• **Text segment**:
begin
I emailed him a link to the post where I had developed the thought in more detail.

I have a plane to catch now but there will be lots of pictures and other content to post about GRPC 2012 in the coming weeks.

ASSAULTED: civil rights under fire

I met with and talked to people from Dead Patriots Films last night. This is the project they are currently working on:

When the subject of California’s gun control laws are discussed, rarely are they associated with the civil rights movement and the quest for equal rights for all. This film will compare the historical aspects of gun control targeting the indigenous tribes of North America and emancipated slaves through the Jim Crow era to today’s laws that favor elitists and denies the rights guaranteed by the 2nd Amendment to the most vulnerable in our society.

The film takes a critical look at the original intent of the current California guns laws in contrast with crime and murder statistics before and since their implementation; and compares these laws to those of the adjacent states. Story threads also look at the myriad of concealed carry permitting processes across the state to illustrate that not all residents are treated equal.

A few minutes ago I donated $200 to help make this film a reality. Please consider donating. There are only four more days left to reach their goal.

Quote of the day—Richard Nascak

We are not fighting for rights. We are fighting to regain rights we once had.

Richard Nascak
Co-Executive Director Florida Carry.
September 29, 2012
Gun Rights Policy Conference: Panel on State Legislative Affairs Briefing I.
[The only tweak I have to add is that gun rights aren’t lost or gained. They are infringed or respected. Hence I think this should be stated as “We are fighting to have our rights respected.”—Joe]

GRPC day 0

I arrived in Orlando last night without incident and checked into the hotel which was conveniently at the airport. I just walked across the terminal and went up the escalator to the hotel lobby.

After checking in, loading, holstering my STI, and dumping my stuff in my room I started looking for the “Regency Ballroom”. I almost immediately came across Alan Gottlieb (founder of SAF) and his wife Juliann. Alan was headed to the ballroom so I chatted with him as we walked to the ballroom. When I got to the lobby in front of the ballroom almost immediately Robb Allen spotted me and came up to greet me. We hung out together most of the time when he wasn’t doing Florida Carry stuff.
end
• **Directives**:
1. Render this sentence from the blog excerpt in Spanish: "I arrived in Orlando last night without incident and checked into the hotel which was conveniently at the airport."
2. According to the blog excerpt, how much money did the writer donate to help make the film a reality?
3. Name every person mentioned by name in the blog excerpt.
Rely only on the blog excerpt for your answers.

• **Listed records**:
begin
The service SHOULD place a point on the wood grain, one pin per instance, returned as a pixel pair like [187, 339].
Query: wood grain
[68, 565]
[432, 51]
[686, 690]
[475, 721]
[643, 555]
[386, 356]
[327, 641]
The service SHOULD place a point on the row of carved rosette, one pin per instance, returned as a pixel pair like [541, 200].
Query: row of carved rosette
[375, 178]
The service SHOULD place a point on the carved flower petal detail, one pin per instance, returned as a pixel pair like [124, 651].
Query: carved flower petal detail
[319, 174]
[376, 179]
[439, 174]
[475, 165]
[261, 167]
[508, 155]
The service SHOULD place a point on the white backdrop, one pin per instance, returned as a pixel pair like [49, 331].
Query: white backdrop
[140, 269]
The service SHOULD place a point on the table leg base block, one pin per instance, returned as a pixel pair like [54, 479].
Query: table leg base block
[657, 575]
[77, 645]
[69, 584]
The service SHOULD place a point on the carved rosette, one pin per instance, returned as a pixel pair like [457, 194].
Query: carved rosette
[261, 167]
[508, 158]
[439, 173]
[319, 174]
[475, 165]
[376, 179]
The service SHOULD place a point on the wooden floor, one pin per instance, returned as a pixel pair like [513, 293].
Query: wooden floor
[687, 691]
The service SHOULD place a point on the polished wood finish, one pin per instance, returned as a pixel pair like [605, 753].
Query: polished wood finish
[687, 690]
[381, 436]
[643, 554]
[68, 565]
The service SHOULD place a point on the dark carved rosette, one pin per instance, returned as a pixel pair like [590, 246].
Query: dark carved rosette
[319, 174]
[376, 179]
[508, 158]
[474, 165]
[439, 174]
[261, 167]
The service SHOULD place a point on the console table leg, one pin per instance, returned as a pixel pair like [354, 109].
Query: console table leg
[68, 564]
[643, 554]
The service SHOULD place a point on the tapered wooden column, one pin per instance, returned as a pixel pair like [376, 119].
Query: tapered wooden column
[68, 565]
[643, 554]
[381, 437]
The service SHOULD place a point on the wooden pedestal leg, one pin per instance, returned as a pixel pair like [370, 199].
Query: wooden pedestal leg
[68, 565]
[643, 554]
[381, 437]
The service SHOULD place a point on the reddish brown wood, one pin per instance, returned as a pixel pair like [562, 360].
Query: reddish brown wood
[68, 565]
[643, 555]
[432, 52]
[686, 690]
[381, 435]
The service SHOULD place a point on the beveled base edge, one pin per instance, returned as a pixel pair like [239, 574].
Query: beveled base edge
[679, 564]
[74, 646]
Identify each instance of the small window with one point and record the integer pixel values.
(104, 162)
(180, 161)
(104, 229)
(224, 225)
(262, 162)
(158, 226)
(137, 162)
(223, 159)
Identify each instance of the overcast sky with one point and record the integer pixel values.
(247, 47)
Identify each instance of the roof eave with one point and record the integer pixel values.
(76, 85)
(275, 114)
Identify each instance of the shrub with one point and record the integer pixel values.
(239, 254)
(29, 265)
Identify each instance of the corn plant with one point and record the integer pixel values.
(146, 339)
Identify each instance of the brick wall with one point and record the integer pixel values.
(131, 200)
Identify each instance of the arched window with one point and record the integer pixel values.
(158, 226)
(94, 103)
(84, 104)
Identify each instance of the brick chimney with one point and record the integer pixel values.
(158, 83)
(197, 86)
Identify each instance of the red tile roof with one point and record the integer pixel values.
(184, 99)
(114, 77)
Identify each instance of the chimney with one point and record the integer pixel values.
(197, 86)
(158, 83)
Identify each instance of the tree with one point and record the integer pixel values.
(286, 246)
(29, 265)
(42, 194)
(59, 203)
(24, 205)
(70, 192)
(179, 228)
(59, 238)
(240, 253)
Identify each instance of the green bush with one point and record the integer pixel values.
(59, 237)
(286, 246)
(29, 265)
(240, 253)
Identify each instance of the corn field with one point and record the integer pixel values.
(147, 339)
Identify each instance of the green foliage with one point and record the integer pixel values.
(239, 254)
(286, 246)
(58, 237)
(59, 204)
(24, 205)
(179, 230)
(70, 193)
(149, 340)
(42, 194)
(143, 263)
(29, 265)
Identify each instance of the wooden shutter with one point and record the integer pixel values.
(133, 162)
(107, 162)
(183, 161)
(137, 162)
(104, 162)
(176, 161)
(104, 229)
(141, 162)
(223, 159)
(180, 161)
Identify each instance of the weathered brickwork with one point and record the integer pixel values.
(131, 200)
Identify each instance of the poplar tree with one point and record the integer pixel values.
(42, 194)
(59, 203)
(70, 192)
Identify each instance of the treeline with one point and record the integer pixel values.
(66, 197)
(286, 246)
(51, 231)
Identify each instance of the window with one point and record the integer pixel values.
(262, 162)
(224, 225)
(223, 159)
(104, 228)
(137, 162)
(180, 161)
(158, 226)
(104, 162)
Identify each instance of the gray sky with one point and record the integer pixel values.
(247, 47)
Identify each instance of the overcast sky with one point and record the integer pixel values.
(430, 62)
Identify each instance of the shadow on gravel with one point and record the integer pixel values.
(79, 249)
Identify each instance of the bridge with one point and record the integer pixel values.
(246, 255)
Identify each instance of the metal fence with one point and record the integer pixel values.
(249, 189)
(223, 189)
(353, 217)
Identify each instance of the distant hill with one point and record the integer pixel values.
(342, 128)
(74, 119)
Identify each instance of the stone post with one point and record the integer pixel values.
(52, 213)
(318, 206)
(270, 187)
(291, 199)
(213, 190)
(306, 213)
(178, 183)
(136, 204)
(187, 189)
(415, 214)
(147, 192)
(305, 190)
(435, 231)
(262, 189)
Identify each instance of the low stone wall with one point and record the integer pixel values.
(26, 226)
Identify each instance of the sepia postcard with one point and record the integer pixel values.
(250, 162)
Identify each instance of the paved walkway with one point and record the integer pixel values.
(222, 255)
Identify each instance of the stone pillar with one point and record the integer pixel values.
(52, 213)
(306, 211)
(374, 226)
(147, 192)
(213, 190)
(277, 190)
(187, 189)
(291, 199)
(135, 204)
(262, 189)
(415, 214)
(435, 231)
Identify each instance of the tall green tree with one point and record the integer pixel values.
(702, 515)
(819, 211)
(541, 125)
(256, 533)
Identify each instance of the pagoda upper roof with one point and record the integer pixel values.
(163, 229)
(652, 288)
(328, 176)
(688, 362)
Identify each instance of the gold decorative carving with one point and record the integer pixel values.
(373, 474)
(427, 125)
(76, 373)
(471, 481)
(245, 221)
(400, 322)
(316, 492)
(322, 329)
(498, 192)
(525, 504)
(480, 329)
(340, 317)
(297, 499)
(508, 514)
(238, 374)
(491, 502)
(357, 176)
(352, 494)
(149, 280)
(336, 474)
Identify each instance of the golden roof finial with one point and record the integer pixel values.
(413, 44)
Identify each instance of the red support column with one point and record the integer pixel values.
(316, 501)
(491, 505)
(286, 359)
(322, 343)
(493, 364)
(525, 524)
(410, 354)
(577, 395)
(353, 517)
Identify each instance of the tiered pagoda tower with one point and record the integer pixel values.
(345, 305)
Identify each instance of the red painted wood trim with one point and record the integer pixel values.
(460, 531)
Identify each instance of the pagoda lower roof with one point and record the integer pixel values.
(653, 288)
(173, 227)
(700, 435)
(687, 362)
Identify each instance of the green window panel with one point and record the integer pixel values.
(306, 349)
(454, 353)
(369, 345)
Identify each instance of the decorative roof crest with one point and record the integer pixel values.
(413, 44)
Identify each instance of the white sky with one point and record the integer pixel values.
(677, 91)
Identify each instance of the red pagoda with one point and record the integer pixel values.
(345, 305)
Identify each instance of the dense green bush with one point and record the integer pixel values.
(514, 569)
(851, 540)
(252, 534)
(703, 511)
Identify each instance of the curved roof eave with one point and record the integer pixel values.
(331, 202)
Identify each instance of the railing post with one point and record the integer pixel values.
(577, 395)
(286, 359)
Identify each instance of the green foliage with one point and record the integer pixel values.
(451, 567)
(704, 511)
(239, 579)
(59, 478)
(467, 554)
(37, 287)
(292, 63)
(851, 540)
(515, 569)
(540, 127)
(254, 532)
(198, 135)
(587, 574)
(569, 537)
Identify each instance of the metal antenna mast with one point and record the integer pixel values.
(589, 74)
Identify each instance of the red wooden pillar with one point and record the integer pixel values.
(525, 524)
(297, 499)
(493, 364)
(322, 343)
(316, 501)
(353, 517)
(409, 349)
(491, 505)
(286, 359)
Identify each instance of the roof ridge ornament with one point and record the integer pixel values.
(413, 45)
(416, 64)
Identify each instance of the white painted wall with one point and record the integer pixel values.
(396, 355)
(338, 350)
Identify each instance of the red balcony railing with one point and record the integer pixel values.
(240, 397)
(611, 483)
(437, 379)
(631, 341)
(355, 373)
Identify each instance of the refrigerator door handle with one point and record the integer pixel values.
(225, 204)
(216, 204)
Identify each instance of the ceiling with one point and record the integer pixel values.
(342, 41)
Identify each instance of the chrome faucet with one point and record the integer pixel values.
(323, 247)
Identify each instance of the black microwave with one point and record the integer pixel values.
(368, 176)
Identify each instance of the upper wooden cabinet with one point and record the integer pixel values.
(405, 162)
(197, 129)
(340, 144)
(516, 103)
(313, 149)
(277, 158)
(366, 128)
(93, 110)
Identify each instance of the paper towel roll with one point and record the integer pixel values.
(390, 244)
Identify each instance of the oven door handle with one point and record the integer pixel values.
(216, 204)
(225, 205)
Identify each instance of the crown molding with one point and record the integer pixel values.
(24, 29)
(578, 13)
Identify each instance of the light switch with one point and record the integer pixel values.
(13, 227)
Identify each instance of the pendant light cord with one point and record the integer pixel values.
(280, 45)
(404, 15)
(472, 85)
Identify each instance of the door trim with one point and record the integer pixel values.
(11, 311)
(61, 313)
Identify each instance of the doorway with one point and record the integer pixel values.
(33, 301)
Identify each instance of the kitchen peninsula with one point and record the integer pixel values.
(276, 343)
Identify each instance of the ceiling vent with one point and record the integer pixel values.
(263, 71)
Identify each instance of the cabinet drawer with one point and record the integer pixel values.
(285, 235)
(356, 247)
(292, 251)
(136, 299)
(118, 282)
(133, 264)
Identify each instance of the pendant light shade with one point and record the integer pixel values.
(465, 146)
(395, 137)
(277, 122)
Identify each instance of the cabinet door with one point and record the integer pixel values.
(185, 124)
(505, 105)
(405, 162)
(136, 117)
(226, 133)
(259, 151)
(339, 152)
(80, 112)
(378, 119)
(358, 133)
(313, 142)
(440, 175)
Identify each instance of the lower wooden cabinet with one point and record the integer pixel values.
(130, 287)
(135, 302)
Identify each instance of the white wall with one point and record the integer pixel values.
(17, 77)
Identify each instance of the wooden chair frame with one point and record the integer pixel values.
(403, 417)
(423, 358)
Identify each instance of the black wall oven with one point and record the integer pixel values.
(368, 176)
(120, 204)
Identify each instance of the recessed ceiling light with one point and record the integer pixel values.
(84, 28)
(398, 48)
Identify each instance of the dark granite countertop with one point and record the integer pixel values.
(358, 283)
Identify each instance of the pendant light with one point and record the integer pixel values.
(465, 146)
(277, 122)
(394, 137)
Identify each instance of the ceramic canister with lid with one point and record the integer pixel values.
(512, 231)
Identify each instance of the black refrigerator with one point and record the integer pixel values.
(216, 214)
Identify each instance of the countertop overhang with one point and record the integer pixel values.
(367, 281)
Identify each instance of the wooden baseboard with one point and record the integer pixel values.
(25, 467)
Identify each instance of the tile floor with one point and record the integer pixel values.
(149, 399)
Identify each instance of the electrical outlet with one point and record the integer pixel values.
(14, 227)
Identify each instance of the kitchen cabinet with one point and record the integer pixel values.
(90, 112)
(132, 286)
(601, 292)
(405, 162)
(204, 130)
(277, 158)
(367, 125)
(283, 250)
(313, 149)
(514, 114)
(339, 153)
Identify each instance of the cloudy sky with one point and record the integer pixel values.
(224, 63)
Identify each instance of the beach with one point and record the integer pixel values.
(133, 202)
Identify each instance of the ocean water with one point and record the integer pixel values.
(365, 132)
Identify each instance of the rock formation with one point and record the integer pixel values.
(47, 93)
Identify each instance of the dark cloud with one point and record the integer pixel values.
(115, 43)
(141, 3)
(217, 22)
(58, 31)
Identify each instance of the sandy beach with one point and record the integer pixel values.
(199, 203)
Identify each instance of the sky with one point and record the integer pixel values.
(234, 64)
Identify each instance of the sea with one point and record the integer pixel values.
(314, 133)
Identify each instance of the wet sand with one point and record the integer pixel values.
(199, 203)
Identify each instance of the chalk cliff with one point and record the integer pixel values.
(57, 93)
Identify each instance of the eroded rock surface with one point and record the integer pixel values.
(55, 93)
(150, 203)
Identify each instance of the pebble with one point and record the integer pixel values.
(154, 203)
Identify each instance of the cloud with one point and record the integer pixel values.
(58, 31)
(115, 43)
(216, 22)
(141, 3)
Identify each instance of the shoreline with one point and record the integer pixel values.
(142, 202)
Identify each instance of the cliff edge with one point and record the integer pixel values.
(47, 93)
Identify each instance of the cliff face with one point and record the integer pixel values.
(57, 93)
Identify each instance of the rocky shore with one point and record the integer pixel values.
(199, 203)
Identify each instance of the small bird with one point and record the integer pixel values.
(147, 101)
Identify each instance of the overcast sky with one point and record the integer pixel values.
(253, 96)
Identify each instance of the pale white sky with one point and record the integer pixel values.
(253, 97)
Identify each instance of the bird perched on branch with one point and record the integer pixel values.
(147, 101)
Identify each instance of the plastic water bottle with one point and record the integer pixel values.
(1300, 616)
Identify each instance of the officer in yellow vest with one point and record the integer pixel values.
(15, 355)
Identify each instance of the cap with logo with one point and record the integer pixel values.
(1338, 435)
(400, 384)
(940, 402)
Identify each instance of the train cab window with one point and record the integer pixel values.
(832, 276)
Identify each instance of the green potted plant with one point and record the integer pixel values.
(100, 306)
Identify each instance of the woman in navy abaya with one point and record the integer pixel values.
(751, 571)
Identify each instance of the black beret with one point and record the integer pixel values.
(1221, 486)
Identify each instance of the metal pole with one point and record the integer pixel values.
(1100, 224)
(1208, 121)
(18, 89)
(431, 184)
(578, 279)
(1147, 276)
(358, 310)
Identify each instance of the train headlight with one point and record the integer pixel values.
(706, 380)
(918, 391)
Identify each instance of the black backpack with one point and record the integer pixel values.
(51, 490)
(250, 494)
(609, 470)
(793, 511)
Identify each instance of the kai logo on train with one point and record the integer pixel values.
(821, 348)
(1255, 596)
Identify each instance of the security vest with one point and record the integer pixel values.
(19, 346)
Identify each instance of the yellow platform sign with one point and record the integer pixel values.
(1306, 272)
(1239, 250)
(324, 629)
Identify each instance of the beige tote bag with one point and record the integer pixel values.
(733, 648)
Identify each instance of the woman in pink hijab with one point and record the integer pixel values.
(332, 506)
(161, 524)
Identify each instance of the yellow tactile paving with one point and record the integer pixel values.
end
• **Set of answers**:
1. Llegué a Orlando anoche sin incidentes y me registré en el hotel, que convenientemente estaba en el aeropuerto.

2. $200

3. Richard Nascak, Joe, Alan Gottlieb, Juliann, Robb Allen